[Records of labeled boxes]
++++++++++++++++++++
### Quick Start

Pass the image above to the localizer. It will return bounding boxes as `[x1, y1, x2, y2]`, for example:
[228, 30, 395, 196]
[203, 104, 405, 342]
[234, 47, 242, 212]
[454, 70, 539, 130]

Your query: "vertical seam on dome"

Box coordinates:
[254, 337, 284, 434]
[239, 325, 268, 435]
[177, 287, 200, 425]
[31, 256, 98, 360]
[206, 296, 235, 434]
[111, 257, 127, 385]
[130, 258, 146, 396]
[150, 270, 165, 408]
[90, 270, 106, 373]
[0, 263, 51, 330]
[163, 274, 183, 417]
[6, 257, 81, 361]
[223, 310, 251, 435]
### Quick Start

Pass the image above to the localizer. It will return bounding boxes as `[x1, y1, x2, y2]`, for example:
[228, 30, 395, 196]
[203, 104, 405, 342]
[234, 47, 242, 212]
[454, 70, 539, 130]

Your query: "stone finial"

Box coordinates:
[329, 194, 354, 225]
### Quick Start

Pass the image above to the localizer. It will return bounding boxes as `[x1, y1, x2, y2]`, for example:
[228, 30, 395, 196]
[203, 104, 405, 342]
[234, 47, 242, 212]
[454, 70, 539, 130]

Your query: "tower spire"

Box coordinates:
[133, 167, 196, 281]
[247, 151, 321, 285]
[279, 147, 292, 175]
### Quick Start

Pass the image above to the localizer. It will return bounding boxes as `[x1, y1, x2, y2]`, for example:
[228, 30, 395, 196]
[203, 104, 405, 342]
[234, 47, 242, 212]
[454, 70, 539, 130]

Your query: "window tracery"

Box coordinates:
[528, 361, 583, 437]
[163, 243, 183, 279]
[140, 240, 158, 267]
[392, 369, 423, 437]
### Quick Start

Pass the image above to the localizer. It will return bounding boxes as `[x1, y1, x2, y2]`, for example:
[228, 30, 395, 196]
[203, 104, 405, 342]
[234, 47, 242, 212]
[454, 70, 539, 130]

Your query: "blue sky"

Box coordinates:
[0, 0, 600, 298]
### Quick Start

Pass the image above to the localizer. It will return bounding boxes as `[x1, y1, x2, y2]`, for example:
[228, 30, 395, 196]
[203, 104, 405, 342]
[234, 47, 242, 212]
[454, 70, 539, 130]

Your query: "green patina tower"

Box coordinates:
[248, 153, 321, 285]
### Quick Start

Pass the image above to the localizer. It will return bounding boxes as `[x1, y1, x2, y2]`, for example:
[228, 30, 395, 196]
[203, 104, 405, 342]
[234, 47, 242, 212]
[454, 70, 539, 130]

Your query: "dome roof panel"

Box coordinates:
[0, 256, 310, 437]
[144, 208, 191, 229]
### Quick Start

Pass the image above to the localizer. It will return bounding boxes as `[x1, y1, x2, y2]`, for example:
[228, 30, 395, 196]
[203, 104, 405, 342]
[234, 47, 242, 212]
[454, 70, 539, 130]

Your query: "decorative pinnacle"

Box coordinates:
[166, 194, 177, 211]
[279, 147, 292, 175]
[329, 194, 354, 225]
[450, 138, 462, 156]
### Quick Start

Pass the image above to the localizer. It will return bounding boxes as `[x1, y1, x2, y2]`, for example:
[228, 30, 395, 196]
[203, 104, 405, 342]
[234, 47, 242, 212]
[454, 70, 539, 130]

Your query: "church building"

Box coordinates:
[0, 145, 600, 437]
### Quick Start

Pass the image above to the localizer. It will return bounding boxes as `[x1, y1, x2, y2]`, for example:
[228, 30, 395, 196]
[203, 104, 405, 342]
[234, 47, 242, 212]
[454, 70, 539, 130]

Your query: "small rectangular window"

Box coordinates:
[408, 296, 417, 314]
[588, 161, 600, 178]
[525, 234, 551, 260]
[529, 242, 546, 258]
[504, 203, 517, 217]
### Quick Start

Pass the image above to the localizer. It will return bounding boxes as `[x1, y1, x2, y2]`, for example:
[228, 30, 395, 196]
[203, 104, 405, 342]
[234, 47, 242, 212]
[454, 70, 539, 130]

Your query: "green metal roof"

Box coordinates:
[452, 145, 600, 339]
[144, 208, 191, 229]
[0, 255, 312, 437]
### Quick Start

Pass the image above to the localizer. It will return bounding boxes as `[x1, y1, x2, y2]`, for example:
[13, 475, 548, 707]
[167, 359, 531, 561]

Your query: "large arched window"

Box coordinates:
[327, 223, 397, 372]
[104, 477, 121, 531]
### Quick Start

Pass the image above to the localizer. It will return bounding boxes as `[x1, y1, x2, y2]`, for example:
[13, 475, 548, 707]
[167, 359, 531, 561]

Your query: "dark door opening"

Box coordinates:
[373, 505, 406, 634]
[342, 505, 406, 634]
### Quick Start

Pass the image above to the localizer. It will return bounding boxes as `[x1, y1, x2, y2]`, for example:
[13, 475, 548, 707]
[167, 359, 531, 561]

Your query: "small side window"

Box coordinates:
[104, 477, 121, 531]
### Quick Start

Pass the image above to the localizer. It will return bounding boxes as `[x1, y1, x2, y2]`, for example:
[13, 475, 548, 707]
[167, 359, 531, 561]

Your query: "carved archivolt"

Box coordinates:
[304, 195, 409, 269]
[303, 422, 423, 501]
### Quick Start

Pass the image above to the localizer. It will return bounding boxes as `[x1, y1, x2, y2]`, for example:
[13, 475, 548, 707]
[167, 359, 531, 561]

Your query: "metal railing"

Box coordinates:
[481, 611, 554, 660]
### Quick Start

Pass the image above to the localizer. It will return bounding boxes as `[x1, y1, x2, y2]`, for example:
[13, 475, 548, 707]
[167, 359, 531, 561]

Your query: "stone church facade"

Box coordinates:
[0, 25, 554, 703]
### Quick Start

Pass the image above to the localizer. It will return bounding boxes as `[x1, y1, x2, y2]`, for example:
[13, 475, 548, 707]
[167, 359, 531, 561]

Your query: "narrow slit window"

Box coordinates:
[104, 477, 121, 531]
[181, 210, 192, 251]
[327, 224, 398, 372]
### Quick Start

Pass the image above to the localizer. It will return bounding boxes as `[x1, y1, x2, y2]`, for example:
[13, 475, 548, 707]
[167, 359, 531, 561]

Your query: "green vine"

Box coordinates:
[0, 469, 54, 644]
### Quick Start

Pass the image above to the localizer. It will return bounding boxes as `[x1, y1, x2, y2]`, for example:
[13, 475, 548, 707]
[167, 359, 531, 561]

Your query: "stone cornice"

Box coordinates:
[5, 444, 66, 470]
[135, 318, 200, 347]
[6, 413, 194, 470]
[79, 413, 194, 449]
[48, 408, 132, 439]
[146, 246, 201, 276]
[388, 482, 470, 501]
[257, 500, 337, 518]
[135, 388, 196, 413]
++++++++++++++++++++
■ **WRITTEN PROBLEM**:
Report every line in the records that contains the word "metal", copying each such line in full.

■ **COMPLETED EXERCISE**:
Your query: "green metal roof"
Your query: "metal railing"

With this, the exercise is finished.